▶ Information:
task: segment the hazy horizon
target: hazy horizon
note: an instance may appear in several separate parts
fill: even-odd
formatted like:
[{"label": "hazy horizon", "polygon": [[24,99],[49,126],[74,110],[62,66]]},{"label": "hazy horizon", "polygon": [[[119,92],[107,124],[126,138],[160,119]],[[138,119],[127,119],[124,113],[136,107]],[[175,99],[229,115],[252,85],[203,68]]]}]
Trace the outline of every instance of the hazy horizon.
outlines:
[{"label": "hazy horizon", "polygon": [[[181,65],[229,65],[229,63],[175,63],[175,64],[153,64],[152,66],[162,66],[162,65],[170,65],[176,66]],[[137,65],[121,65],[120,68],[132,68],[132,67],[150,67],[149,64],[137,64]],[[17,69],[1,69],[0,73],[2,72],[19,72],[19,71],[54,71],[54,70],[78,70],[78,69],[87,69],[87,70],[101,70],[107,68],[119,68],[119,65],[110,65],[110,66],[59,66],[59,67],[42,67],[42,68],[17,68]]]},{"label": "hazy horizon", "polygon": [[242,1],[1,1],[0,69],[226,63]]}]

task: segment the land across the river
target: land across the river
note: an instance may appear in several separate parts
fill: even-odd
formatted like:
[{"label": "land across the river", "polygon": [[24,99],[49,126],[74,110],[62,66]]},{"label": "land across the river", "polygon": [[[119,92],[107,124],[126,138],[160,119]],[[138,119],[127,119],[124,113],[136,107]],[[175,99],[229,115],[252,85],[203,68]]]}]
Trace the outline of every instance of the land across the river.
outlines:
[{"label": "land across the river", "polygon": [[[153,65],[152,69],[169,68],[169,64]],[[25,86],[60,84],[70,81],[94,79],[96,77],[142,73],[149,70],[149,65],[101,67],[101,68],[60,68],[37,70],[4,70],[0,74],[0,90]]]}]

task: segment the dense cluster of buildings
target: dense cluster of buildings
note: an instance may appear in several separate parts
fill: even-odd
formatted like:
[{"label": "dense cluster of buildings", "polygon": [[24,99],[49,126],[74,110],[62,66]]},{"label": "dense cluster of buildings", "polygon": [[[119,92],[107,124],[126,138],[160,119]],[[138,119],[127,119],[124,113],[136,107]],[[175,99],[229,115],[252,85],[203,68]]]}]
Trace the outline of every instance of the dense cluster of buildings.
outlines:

▶ Work request: All the data is to be copied over exactly as it stands.

▶ Expected answer:
task: segment the hazy horizon
target: hazy horizon
note: an instance may appear in several separate parts
fill: even-odd
formatted like:
[{"label": "hazy horizon", "polygon": [[24,99],[49,126],[74,110],[62,66]]},{"label": "hazy horizon", "polygon": [[[119,92],[107,124],[126,138],[160,119]],[[138,119],[127,119],[124,113],[136,107]],[[175,99],[229,115],[252,85],[203,68]]]}]
Trace the outline of every instance of the hazy horizon.
outlines:
[{"label": "hazy horizon", "polygon": [[[181,65],[229,65],[229,63],[175,63],[175,64],[153,64],[152,66],[162,66],[162,65],[170,65],[176,66]],[[137,65],[121,65],[120,68],[132,68],[132,67],[150,67],[149,64],[137,64]],[[17,69],[1,69],[0,73],[2,72],[19,72],[19,71],[54,71],[54,70],[78,70],[78,69],[87,69],[87,70],[101,70],[107,68],[119,68],[119,65],[110,65],[110,66],[59,66],[59,67],[42,67],[42,68],[17,68]]]},{"label": "hazy horizon", "polygon": [[242,1],[1,1],[0,69],[226,63]]}]

task: segment the land across the river
target: land across the river
note: an instance may appear in several separate parts
fill: even-odd
formatted like:
[{"label": "land across the river", "polygon": [[24,99],[49,126],[74,110],[62,66]]},{"label": "land across the river", "polygon": [[[119,92],[107,124],[126,138],[160,119]],[[138,119],[127,119],[124,113],[136,107]],[[175,99],[229,115],[252,85],[203,68]]]}]
Trace the outline of every instance of the land across the river.
outlines:
[{"label": "land across the river", "polygon": [[[153,65],[152,69],[169,68],[169,64]],[[25,86],[60,84],[70,81],[94,79],[96,77],[142,73],[149,70],[149,65],[101,67],[101,68],[60,68],[37,70],[4,70],[0,74],[0,90]]]}]

task: segment the dense cluster of buildings
target: dense cluster of buildings
note: an instance may appear in several separate parts
fill: even-odd
formatted like:
[{"label": "dense cluster of buildings", "polygon": [[24,99],[49,126],[74,110],[62,66]]},{"label": "dense cluster of buildings", "polygon": [[[119,92],[107,124],[126,138],[160,119]],[[138,119],[127,119],[124,113],[136,107]],[[175,99],[229,115],[252,85],[203,68]]]}]
Trace the outline of every instance of the dense cluster of buildings.
outlines:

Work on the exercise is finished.